» PROBLEM TO WORK ON
In the listing below, how many lines contain the string "window"? Case counts, so give only the number.

» DATASET EXCERPTS
START

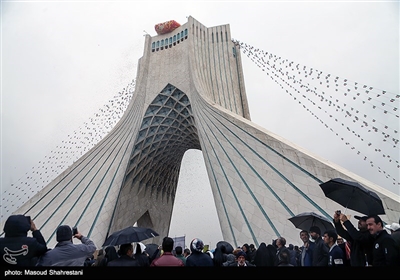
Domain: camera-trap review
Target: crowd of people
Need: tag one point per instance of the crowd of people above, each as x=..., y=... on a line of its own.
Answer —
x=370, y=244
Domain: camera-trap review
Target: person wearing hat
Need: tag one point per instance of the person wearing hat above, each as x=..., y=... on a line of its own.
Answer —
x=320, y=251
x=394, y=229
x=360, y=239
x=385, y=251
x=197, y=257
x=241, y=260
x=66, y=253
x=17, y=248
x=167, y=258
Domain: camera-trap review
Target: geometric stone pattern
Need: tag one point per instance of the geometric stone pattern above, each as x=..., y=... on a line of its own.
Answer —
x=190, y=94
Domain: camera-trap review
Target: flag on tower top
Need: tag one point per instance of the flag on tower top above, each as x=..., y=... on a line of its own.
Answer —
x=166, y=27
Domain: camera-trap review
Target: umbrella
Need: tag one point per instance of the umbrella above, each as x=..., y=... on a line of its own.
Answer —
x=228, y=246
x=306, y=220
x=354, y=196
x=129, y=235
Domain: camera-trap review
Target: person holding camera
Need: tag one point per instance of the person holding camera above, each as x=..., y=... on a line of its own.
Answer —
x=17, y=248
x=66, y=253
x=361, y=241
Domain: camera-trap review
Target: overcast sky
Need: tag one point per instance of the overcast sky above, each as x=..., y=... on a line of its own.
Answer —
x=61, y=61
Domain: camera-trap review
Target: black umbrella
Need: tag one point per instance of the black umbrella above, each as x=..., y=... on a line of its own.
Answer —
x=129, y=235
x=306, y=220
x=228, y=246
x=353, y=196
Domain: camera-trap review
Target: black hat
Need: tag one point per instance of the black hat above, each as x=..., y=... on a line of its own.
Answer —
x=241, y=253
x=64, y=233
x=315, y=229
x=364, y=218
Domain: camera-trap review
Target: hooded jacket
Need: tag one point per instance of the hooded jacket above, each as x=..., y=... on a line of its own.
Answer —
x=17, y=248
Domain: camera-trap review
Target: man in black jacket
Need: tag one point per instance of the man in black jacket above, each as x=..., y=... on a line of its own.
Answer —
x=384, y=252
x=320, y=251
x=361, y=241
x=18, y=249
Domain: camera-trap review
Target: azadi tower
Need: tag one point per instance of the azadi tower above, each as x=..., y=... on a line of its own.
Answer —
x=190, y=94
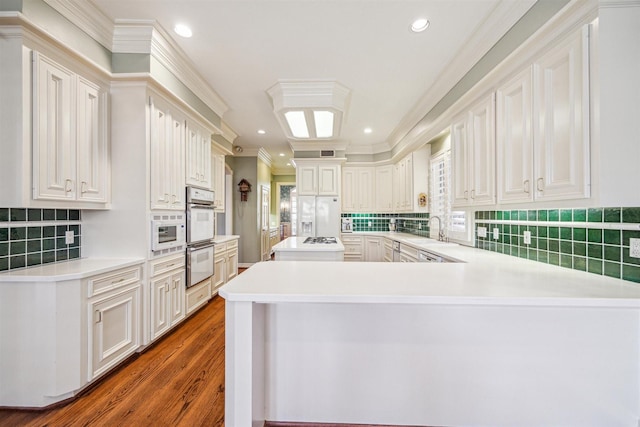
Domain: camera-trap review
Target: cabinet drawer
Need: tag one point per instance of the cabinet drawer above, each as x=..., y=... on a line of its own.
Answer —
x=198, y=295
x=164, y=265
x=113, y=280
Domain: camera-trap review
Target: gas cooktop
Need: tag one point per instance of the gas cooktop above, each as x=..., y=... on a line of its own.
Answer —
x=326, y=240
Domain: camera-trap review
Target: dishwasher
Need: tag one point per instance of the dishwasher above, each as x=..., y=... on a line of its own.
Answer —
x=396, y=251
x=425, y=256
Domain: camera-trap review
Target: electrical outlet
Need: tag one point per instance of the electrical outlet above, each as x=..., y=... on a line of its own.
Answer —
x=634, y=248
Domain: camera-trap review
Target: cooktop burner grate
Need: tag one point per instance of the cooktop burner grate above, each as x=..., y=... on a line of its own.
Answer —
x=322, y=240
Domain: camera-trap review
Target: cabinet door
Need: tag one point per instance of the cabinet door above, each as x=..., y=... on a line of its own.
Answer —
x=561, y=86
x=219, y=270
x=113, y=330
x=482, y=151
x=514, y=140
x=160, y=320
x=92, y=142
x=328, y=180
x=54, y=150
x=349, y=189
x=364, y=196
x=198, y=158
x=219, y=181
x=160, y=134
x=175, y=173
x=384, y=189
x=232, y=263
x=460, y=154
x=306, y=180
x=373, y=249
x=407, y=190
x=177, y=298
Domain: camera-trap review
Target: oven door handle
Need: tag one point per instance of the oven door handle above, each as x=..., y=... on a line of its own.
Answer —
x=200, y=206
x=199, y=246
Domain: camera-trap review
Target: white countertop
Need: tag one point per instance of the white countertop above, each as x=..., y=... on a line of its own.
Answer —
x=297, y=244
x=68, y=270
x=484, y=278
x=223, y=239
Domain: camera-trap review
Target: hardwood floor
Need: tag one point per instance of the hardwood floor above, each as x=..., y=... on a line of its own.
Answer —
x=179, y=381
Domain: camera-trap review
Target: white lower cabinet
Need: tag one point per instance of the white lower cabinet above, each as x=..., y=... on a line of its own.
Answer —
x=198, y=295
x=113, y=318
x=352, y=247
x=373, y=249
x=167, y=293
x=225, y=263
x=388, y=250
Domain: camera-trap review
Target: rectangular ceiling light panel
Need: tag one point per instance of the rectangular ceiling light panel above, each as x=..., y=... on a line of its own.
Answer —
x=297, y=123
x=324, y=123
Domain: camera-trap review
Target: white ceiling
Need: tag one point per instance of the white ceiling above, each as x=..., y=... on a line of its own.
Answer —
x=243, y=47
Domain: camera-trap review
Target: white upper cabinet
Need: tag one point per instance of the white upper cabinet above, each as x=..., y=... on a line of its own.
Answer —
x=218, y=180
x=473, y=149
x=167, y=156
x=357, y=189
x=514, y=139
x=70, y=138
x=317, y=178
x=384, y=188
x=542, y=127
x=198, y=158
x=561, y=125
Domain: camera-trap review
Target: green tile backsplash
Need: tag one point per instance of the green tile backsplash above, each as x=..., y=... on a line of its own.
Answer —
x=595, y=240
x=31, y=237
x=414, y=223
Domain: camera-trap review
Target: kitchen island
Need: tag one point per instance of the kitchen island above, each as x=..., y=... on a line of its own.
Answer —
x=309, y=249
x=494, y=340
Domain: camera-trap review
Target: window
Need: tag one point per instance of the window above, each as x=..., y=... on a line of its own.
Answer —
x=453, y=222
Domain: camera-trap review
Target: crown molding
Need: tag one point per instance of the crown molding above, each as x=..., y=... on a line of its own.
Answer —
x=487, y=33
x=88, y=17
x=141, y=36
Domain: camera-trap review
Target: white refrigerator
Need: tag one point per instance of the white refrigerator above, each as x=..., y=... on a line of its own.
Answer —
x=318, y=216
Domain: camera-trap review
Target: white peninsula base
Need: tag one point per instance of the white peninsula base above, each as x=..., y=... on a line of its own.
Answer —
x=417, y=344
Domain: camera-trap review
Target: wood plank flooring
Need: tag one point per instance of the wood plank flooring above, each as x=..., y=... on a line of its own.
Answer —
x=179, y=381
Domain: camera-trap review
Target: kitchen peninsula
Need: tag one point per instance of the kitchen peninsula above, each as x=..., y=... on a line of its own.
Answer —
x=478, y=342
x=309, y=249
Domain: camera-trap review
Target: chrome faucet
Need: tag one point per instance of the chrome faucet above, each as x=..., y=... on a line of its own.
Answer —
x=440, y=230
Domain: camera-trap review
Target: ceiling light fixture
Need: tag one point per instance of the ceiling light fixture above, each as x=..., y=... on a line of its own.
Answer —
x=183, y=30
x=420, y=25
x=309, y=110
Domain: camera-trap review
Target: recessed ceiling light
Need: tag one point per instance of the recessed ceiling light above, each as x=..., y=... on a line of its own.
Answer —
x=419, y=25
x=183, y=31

END

» FULL RESPONSE
2